■ OBJECTIVE
Return each line of the listing below that contains the word "face".

■ INFORMATION SHOWN
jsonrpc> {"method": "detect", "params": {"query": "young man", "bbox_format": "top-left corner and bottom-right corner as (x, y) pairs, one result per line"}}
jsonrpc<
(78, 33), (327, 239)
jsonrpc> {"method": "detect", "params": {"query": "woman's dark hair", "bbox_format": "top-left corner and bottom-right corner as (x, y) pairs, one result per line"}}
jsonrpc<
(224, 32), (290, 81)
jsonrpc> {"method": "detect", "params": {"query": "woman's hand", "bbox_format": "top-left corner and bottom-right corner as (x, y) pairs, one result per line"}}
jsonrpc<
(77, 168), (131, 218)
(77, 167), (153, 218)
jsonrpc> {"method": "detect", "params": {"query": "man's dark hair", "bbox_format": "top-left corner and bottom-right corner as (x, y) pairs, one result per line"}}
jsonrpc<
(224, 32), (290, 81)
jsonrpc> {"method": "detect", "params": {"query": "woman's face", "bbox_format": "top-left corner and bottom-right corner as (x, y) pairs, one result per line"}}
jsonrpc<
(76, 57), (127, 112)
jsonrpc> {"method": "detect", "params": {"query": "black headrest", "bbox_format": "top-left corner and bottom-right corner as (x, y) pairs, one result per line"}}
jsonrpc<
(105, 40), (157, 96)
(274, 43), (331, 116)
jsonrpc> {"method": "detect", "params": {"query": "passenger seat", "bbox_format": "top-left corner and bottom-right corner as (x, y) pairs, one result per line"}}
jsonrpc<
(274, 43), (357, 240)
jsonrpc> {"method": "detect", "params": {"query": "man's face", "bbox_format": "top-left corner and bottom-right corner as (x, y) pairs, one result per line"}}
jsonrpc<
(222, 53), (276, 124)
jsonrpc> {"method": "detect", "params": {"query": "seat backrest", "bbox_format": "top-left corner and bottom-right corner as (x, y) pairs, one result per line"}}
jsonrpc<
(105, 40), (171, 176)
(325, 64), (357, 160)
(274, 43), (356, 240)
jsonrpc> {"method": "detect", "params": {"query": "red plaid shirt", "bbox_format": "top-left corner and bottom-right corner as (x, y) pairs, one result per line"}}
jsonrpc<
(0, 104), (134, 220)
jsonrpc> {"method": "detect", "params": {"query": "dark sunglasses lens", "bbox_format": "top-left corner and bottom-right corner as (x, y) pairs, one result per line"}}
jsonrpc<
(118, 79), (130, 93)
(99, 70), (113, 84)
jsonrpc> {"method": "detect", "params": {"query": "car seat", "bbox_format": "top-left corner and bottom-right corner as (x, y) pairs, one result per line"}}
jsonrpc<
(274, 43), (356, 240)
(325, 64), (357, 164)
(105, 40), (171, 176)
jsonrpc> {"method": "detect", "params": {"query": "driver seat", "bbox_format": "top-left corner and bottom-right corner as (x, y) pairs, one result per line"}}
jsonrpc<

* * *

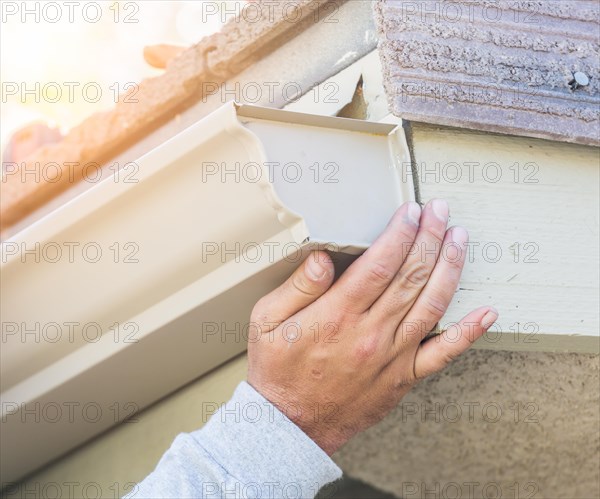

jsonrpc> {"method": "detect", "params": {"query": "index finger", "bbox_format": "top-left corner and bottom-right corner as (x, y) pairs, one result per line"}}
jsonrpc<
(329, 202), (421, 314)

■ SOLUTION TO THIS TASK
jsonrpc> {"method": "detect", "params": {"query": "woman's face", "bbox_format": "top-left corner and bottom-right corner as (x, y) pairs, one result per line"}}
jsonrpc> {"method": "detect", "params": {"query": "man's face", "bbox_format": "top-left corner and bottom-right corner as (x, y) pairs, one result per line"}}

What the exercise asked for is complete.